▶ [Short task]: Rescale the records from the line containing "In this picture, where can the row" through the end of the records, both included, by writing all those lines again with their requests, multiplying every answer coordinate by 0.35, and rounding to whole numbers with halves rounded up. Omit the pictures from your answer.

▶ [Source data]:

________________________________________

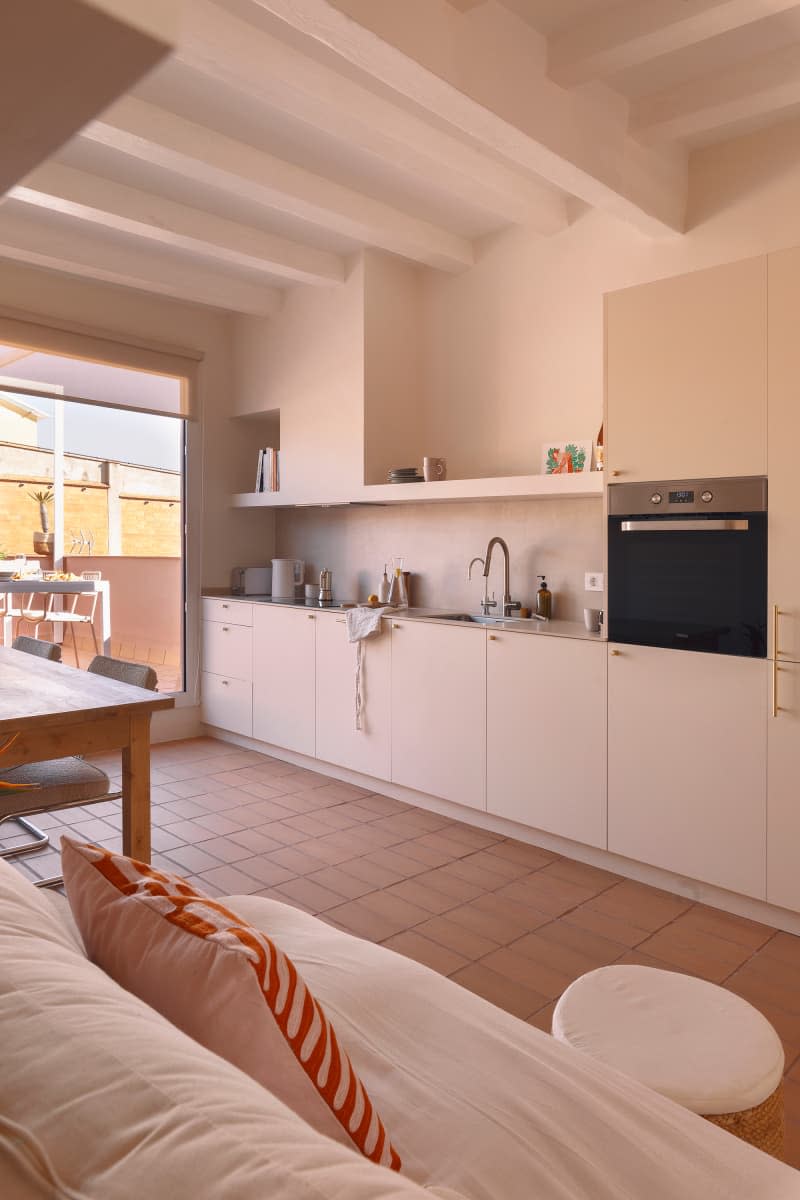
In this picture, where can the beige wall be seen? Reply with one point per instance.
(227, 537)
(561, 539)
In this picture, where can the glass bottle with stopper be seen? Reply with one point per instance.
(397, 591)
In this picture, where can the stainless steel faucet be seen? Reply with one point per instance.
(509, 605)
(486, 604)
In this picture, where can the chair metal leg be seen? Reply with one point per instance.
(41, 838)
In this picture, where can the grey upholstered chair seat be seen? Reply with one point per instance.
(61, 783)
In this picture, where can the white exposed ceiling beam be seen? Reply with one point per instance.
(122, 209)
(756, 88)
(631, 34)
(552, 135)
(235, 53)
(157, 137)
(64, 61)
(60, 249)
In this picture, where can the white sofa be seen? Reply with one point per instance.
(102, 1099)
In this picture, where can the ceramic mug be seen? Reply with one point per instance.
(434, 469)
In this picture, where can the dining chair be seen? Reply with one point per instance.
(67, 783)
(37, 647)
(70, 616)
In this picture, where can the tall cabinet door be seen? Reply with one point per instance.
(284, 677)
(783, 425)
(686, 376)
(783, 774)
(687, 763)
(546, 733)
(439, 711)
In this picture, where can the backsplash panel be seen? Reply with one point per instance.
(560, 539)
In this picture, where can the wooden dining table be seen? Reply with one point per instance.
(58, 711)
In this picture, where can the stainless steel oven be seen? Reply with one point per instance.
(687, 564)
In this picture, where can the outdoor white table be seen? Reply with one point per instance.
(61, 587)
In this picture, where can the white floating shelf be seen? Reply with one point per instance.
(504, 487)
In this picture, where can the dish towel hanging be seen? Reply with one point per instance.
(361, 624)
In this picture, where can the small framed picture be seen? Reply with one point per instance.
(566, 457)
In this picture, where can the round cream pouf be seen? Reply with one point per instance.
(698, 1044)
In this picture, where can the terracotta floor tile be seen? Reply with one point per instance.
(696, 952)
(230, 881)
(456, 937)
(552, 952)
(340, 881)
(191, 858)
(414, 946)
(727, 925)
(426, 856)
(639, 905)
(425, 897)
(543, 1018)
(404, 913)
(256, 841)
(531, 975)
(355, 918)
(547, 893)
(504, 993)
(612, 928)
(402, 864)
(374, 874)
(223, 849)
(451, 885)
(522, 852)
(582, 873)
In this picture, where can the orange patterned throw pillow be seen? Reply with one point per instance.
(224, 983)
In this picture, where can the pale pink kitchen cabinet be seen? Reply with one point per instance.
(686, 376)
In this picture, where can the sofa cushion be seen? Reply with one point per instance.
(222, 982)
(493, 1108)
(120, 1103)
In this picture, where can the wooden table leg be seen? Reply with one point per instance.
(136, 789)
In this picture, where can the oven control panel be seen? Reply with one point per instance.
(686, 496)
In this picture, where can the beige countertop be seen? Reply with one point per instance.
(573, 629)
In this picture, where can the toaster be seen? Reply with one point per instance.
(251, 581)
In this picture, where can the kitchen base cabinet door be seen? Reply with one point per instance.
(284, 711)
(439, 711)
(546, 733)
(687, 763)
(337, 738)
(227, 703)
(783, 792)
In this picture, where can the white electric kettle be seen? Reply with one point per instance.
(287, 575)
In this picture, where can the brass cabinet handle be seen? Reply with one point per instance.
(776, 613)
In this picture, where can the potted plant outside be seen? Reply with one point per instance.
(43, 538)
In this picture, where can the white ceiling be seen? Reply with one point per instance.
(282, 136)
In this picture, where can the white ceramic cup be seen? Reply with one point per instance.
(591, 619)
(434, 469)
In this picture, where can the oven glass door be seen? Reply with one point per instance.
(691, 585)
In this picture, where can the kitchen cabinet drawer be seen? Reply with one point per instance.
(546, 733)
(439, 711)
(229, 612)
(686, 376)
(227, 703)
(687, 763)
(284, 678)
(337, 738)
(228, 649)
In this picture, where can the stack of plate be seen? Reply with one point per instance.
(405, 475)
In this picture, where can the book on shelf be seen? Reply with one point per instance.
(268, 478)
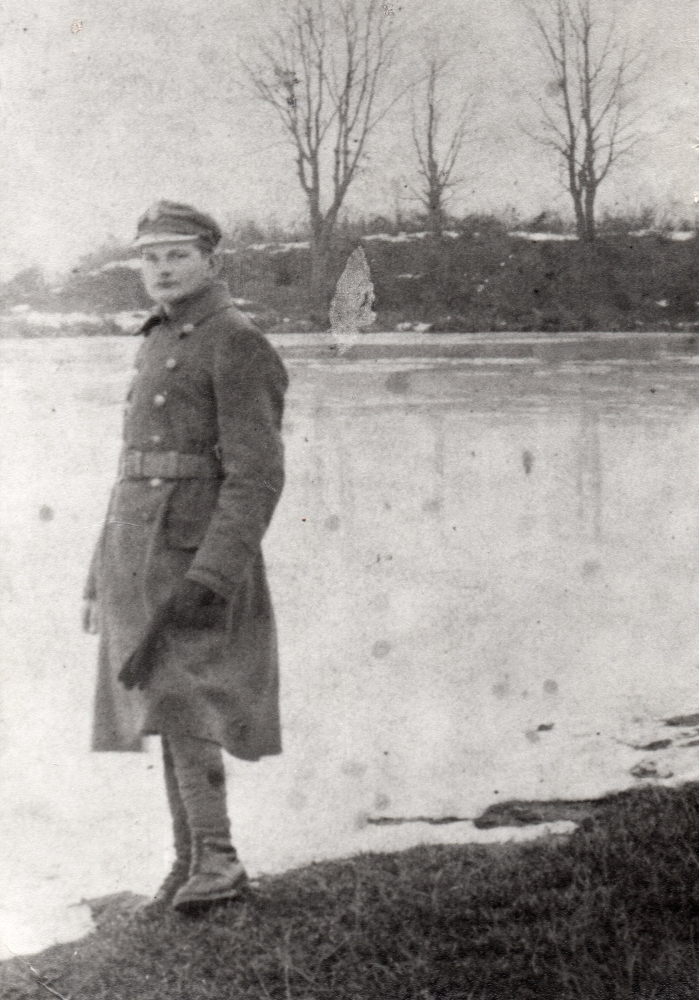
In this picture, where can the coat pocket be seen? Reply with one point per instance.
(189, 512)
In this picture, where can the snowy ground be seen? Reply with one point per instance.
(76, 825)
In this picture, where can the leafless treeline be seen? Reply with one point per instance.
(330, 73)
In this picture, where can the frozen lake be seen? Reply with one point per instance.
(484, 571)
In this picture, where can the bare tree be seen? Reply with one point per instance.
(324, 72)
(437, 151)
(585, 114)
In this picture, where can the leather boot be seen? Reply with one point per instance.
(216, 875)
(179, 873)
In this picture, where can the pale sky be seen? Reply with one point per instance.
(144, 102)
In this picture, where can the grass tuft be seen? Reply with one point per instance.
(612, 912)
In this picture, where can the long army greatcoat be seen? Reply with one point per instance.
(201, 472)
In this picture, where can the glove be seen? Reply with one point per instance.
(192, 605)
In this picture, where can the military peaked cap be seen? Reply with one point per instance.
(172, 222)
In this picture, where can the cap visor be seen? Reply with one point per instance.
(152, 239)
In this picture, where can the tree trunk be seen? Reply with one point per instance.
(590, 231)
(434, 213)
(320, 247)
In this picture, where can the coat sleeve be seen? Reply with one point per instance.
(90, 591)
(249, 382)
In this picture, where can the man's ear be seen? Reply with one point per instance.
(215, 263)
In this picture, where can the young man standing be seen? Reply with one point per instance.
(177, 585)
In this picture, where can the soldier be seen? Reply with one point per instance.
(177, 586)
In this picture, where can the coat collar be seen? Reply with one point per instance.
(189, 313)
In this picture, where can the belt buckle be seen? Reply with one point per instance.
(171, 466)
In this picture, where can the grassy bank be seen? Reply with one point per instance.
(479, 277)
(609, 913)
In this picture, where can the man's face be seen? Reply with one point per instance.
(174, 271)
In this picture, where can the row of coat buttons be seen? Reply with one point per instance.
(159, 398)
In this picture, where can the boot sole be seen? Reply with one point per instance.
(196, 903)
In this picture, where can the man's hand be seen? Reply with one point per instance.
(192, 605)
(91, 617)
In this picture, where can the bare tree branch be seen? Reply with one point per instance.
(437, 155)
(584, 117)
(324, 74)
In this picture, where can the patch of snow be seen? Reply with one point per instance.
(677, 236)
(541, 237)
(276, 248)
(129, 321)
(57, 321)
(132, 264)
(399, 238)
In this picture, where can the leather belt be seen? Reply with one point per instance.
(167, 465)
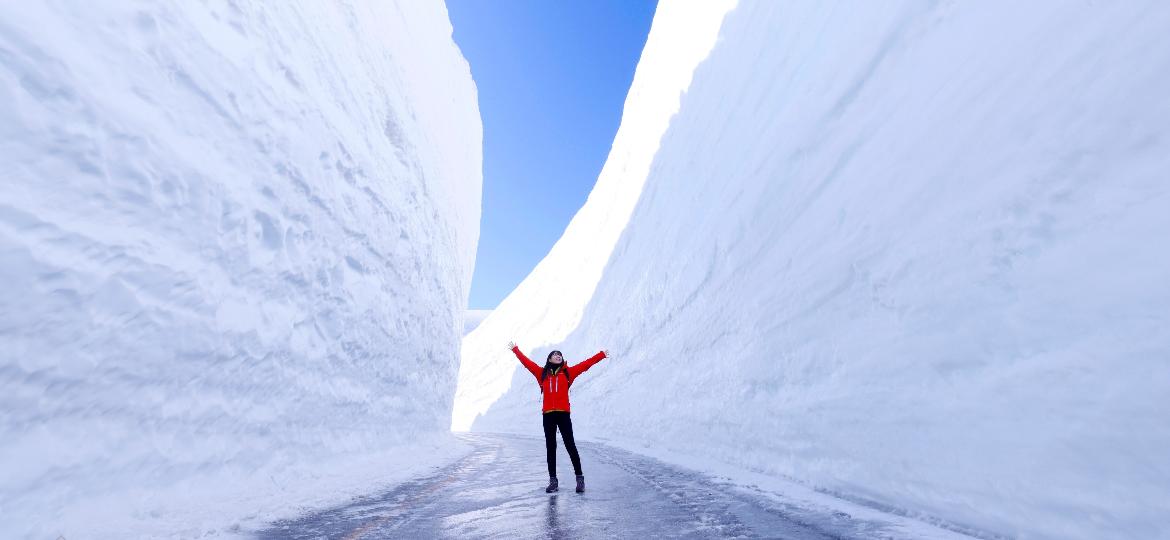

________________________________________

▶ [Answer]:
In this picture, where can the row of coat buttons be seen? Reply with one point per instance.
(56, 139)
In this picture, where can the boot sole be seen? Reply with one point per instance.
(69, 316)
In this picture, where can the man's hand be seen? Reply with one point per instance.
(67, 212)
(32, 216)
In this picture, where can the bare tree branch be seen? Reply with one point per instance.
(153, 54)
(204, 41)
(113, 26)
In this picture, where can the patch of snow be seen? Reply with one point per instance.
(237, 83)
(189, 83)
(97, 87)
(45, 112)
(20, 112)
(46, 92)
(140, 83)
In this picture, where can the leather belt be seen? Reply with one point per instance.
(58, 163)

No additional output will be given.